Document Classification

This exercise is to predict the class of new documents and analyse with different models with train and test dataset

Libraries

The following libraries are used to perform text classification
  • stringr - String Operations
  • tm - Text Mining Package
  • SnowballC - Word stemming algorithm for collapsing words
  • RTextTools - Contaims Text Classification Models
  • R.utils - Utility functions
  • wordcloud - Generate word cloud
  • knitr, kableExtra - Table Generation
  • Hmisc - Data analysis, high-level graphics, utility operations

  • #Set local working directory
    #Please change the directory according to your system
    setwd("C:/text_classifier")
    
    library("stringr")
    library("tm")
    library("SnowballC")
    library("RTextTools")
    library("R.utils")
    library("utils")
    library("wordcloud")
    library("knitr")
    library("kableExtra")
    library("Hmisc")

    File Load & Cleanup

  • Spam and Ham files are downloaded from http://spamassassin.apache.org/old/publiccorpus
  • The files are downloaded, untar to extract the data from compressed folder
  • Removed the cmds file in each folder

  • #Spam file download
    spam_file <- 'http://spamassassin.apache.org/old/publiccorpus/20050311_spam_2.tar.bz2'
    download.file(spam_file, destfile="spam_zip.tar.bz2")
    bunzip2("spam_zip.tar.bz2", remove = FALSE, overwrite = TRUE)
    untar("spam_zip.tar") 
    
    #Ham file download
    ham_file <- 'http://spamassassin.apache.org/old/publiccorpus/20030228_easy_ham_2.tar.bz2'
    download.file(ham_file, destfile="ham_zip.tar.bz2")
    bunzip2("ham_zip.tar.bz2", remove = FALSE, overwrite = TRUE)
    untar("ham_zip.tar") 
    
    #Observed cmds file, delete the files
    remove_cmds_ham <- list.files(path="easy_ham_2/", full.names=TRUE, recursive=FALSE, pattern="cmds")
    file.remove(remove_cmds_ham)
    ## [1] TRUE
    remove_cmds_spam <-list.files(path="spam_2/", full.names=TRUE, recursive=FALSE, pattern="cmds")
    file.remove(remove_cmds_spam)

### Dataset entries
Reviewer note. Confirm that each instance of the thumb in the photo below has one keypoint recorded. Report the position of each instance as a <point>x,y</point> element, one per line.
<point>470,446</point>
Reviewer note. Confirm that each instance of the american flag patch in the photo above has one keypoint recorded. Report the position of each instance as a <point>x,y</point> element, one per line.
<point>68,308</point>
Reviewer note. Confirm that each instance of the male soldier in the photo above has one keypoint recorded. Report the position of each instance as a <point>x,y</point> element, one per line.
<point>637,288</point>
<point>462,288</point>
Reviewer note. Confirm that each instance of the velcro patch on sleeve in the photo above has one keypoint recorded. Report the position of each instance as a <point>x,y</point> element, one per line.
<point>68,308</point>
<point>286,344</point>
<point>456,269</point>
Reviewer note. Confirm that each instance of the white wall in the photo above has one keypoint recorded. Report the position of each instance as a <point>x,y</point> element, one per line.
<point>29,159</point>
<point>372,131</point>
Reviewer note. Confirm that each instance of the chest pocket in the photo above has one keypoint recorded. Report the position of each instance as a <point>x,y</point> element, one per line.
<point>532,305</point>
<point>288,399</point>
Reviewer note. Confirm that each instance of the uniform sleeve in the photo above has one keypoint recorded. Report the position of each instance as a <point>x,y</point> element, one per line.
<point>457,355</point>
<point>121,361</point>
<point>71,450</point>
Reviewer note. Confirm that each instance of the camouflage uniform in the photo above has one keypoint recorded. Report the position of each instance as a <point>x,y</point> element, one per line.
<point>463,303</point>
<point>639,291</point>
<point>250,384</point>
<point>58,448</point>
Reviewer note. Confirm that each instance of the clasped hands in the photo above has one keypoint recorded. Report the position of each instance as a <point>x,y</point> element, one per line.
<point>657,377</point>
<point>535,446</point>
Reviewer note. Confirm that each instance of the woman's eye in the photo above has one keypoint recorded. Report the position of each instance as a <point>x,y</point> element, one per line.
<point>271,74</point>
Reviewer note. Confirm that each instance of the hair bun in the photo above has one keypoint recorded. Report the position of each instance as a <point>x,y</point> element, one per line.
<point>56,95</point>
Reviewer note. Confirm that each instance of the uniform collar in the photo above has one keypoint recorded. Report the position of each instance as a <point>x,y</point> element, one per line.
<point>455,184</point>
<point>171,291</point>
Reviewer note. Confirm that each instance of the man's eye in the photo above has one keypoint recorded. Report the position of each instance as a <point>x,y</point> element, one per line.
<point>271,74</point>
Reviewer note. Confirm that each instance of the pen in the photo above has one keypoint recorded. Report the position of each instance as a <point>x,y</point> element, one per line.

### Task instructions
(1) From which web address does the document classification walkthrough download its Spam and Ham files?
(2) Reproduce the stretch of the document classification walkthrough from "#Observed cmds file, delete" through "file.remove(remove_cmds_ham)", swapping "remove_cmds_ham" for "cmds_files_ham" each time it occurs.
(3) How would you render this sentence from the document classification walkthrough in Spanish: "The following libraries are used to perform text classification"?
These rows were drawn from a separate source.

### Answers given
(1) http://spamassassin.apache.org/old/publiccorpus

(2)
#Observed cmds file, delete the files
    cmds_files_ham <- list.files(path="easy_ham_2/", full.names=TRUE, recursive=FALSE, pattern="cmds")
    file.remove(cmds_files_ham)

(3) Las siguientes bibliotecas se utilizan para realizar la clasificación de textos.